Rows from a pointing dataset
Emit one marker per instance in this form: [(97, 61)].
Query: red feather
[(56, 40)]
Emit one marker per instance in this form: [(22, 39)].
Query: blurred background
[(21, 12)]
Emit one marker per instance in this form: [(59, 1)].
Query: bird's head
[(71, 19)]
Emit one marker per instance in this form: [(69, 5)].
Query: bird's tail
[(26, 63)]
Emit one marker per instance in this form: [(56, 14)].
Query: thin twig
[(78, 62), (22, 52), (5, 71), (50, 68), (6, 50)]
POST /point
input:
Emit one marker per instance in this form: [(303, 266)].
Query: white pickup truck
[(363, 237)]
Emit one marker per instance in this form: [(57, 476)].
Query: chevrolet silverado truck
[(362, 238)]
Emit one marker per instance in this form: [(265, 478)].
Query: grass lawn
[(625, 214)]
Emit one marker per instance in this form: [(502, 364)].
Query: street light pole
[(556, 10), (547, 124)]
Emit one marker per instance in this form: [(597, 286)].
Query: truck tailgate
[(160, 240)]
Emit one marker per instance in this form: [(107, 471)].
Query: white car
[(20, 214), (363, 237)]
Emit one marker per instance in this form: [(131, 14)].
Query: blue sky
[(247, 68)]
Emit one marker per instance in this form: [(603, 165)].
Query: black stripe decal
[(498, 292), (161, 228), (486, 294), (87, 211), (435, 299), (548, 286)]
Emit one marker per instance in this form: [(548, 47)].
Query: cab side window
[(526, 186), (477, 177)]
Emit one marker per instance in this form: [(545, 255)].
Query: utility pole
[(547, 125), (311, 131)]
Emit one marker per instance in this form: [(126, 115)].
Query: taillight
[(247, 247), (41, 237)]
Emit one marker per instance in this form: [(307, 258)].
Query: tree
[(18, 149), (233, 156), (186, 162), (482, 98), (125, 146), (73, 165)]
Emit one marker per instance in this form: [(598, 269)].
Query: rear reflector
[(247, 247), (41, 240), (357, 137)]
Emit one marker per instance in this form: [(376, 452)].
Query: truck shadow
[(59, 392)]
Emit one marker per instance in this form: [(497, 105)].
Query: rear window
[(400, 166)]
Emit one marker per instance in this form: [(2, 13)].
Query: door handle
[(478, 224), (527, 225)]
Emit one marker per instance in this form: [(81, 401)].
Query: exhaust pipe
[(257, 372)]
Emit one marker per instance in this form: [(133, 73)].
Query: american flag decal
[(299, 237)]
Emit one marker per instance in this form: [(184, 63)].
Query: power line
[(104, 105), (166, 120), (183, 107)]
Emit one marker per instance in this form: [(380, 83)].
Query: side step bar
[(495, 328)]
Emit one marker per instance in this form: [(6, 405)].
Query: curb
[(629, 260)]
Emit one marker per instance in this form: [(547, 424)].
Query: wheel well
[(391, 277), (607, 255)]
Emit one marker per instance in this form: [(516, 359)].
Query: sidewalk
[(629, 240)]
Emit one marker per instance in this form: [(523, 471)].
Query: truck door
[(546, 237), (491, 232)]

WORK TO BE COMPLETED >> Copy out every one of the entries above word for word.

EXPECTED ANSWER >>
Emit one marker per instance in this form: [(97, 61)].
Query: red feather
[(56, 40)]
Emit one marker per instance in this form: [(22, 39)].
Query: blurred background
[(21, 12)]
Emit one marker per instance in this form: [(59, 1)].
Query: bird's head
[(71, 19)]
Emit one marker per instance in this form: [(69, 5)].
Query: bird's tail
[(26, 63)]
Emit one marker per instance in this form: [(56, 14)].
Query: thin twig
[(78, 62), (22, 52), (5, 71), (50, 68), (6, 50)]
POST /point
input:
Emit one marker per instance in this form: [(303, 266)].
Query: white pickup truck
[(363, 237)]
Emit one marker per instance in this form: [(57, 476)].
Query: chevrolet silverado truck
[(362, 238)]
Emit one marker per instance in this form: [(265, 478)].
Query: grass lawn
[(625, 214)]
Emit one marker per instance in this form: [(502, 364)].
Query: street light pole
[(556, 10), (547, 124)]
Emit one marker per instance in this form: [(597, 286)].
Query: truck tailgate
[(160, 240)]
Emit one marker per instance in this form: [(107, 471)].
Query: white car
[(20, 214), (363, 237)]
Emit one marker per instance in this form: [(131, 14)].
Query: blue sky
[(247, 68)]
Emit one marker per instance in this form: [(603, 165)].
Query: black stripe decal
[(498, 292), (161, 228), (486, 294), (87, 211), (435, 299), (548, 286)]
Emit one marker per instance in this form: [(548, 47)].
Query: cab side window
[(526, 186), (477, 177)]
Emit one marker per instance in this form: [(545, 255)].
Query: utility pole
[(547, 125), (311, 131)]
Emit one marker per instance in this form: [(126, 115)].
Query: taillight
[(247, 247), (41, 237)]
Emit one marker per instance in this form: [(307, 258)].
Query: tree
[(18, 149), (233, 156), (186, 162), (482, 98), (125, 146), (73, 165)]
Emit one marker per instance in this form: [(598, 269)].
Query: rear reflector
[(247, 247), (41, 240), (357, 137)]
Emit one marker per instance in this form: [(376, 452)].
Query: truck shadow
[(59, 392)]
Emit one marker per instance in this form: [(497, 105)].
Query: rear window
[(400, 166)]
Emit one marker per instance in this form: [(2, 13)].
Query: door handle
[(478, 224), (527, 225)]
Emit one marker per instance in this form: [(81, 401)].
Query: exhaust pipe
[(257, 372)]
Emit one marker per instance in this form: [(133, 73)].
Query: american flag decal
[(299, 237)]
Emit one marker per instance in this form: [(184, 63)].
Query: power line
[(104, 105), (166, 120), (183, 107)]
Emit one marker per instance in this form: [(380, 83)].
Query: side step bar
[(495, 328)]
Emit one marker per instance in this form: [(6, 405)].
Query: curb
[(629, 260)]
Emit one marker per instance in this form: [(547, 424)].
Query: wheel well
[(391, 277), (607, 255)]
Emit one marker per instance in this form: [(516, 359)].
Query: sidewalk
[(629, 240)]
Emit one marker per instance in this form: [(523, 471)].
Query: truck door
[(546, 237), (491, 232)]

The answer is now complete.